• [TO BE DONE]:
Can you write out every one of the entries below word for word, changing nothing?

***

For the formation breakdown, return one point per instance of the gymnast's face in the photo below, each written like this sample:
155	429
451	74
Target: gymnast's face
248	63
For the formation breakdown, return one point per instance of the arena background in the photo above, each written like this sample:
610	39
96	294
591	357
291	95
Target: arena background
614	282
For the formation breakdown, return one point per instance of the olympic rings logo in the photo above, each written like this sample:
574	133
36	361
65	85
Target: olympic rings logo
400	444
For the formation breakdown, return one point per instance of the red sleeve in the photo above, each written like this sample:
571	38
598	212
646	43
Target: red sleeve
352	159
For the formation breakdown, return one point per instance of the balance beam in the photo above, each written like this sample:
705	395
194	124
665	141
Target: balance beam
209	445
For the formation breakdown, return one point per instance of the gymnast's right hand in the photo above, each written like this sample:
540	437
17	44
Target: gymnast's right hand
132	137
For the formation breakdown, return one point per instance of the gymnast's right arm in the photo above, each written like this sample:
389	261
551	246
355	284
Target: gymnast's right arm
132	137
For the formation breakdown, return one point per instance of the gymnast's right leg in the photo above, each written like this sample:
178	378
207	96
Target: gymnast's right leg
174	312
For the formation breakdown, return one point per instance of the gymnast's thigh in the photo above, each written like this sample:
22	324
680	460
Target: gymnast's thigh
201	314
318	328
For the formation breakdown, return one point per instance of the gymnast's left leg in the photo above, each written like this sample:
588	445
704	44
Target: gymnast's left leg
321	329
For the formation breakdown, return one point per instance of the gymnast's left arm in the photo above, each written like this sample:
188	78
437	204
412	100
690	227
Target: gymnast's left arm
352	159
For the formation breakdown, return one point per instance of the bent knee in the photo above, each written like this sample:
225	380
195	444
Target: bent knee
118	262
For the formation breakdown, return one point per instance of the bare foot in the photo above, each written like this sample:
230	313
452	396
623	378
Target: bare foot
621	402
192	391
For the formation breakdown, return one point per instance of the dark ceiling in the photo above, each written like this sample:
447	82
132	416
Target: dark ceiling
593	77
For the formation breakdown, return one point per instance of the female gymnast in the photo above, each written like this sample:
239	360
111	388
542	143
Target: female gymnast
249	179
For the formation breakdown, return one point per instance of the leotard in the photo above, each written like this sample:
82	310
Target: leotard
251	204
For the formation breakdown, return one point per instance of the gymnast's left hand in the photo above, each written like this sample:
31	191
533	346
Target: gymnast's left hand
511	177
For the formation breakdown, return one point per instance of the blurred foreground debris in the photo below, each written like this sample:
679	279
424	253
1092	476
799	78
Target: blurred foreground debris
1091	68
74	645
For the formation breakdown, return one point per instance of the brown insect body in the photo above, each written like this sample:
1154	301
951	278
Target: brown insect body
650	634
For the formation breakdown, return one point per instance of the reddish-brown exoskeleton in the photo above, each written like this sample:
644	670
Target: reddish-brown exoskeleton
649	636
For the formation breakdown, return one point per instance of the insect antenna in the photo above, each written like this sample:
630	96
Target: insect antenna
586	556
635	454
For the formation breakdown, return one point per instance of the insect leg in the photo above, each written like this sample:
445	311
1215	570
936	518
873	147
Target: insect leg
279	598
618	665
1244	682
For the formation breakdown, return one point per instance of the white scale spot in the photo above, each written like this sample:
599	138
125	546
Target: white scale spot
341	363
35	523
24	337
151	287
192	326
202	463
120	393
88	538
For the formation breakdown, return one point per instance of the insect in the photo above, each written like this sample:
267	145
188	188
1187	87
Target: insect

***

• [WORKED ANSWER]:
For the formation breakdown, return one point per instance of the gymnast's face in the photo below, each written like this sample:
155	429
451	74
Target: gymnast's face
248	63
For the formation breakdown, return one point per instance of the arena background in the photo above, each written like this sample:
610	39
96	294
591	357
291	95
Target: arena background
614	282
For the formation breakdown, return one point per instance of the olympic rings logo in the photo above, each written like this sample:
574	133
36	361
65	85
Target: olympic rings logo
400	444
For the formation breakdown, return one point per instance of the red sleeve in the photo above, each written like this sample:
571	38
598	212
646	43
Target: red sleeve
352	159
For the formation breakdown, return one point per instance of the balance beam in the photo above, each written like this sample:
705	395
194	124
665	141
Target: balance beam
209	445
For the formation breakdown, return one point per instance of the gymnast's right hand in the photo above, each written like this sample:
540	437
17	44
Target: gymnast's right hand
132	137
For the formation breakdown, return one point per instance of the gymnast's right arm in the photo above, each written like this sample:
389	261
551	246
355	284
Target: gymnast's right arm
132	137
For the formation breakdown, return one point per instance of the gymnast's right leg in the photo above, each written like this sample:
178	378
207	96
Target: gymnast's right leg
174	312
For the formation breakdown, return one point per instance of the gymnast's thigh in the photo above, each written like this sample:
22	324
680	460
Target: gymnast's thigh
201	314
318	328
For the formation breakdown, return one point per instance of the gymnast's left leg in the photo above, each written like this sample:
588	445
704	44
Target: gymnast's left leg
321	329
For the formation breakdown, return one point per instance of the gymnast's left arm in the photo above, each written like this sample:
188	78
437	204
412	100
690	227
Target: gymnast's left arm
352	159
For the formation breakdown, return one point per instance of the bent knee in the photo above, each written like this sample:
225	380
195	444
Target: bent knee
118	262
For the formation breakdown, return one point per instance of the bare foot in the photo above, each written like this sample:
230	313
452	396
623	378
Target: bare foot
621	402
192	391
For the formation breakdown, return one point per instance of the dark ceiling in the photo above, each written like this sample:
447	82
132	416
Target: dark ceiling
593	77
For the formation breakdown, return one point per instance of the female gymnast in the photo above, each written like this sample:
239	360
111	388
542	143
Target: female gymnast
249	179
For the formation breakdown, return one point per instance of the leotard in the photo above, each written like this sample:
82	310
Target: leotard
251	204
For the formation breakdown, return one point per instance of the gymnast's left hand in the photo above, each written like this sample:
31	191
533	346
Target: gymnast's left hand
511	177
For the formation breakdown, return one point per instance of the blurred foreground debris in the photo below, each written like this sample:
679	279
424	253
1092	476
799	78
Target: blurred foreground debris
1091	68
74	645
For the formation breakdown, return one point per instance of the brown insect body in the photo above, each written like this sample:
1154	301
951	278
Target: brown insect body
650	634
For the formation breakdown, return one point per instance of the reddish-brown exoskeleton in the photo above, each written like this sample:
644	670
Target: reddish-brown exoskeleton
649	636
For the formation breakdown, return one point per instance of the insect antenna in the photo above, each written like this sample:
630	96
Target: insect antenna
586	556
635	454
For the formation breakdown, return one point per instance of the insect leg in the photo above, each written like this sample:
445	311
1215	570
936	518
873	147
Target: insect leg
279	598
618	665
1244	682
For the formation breakdown, return one point per instance of the white scale spot in the photo above, each written like this sample:
599	138
125	546
Target: white scale spot
341	363
35	523
24	337
151	287
192	326
202	463
120	393
88	538
For the formation breakdown, return one point per instance of the insect in the photo above, each written like this sample:
267	145
188	188
1187	87
Target: insect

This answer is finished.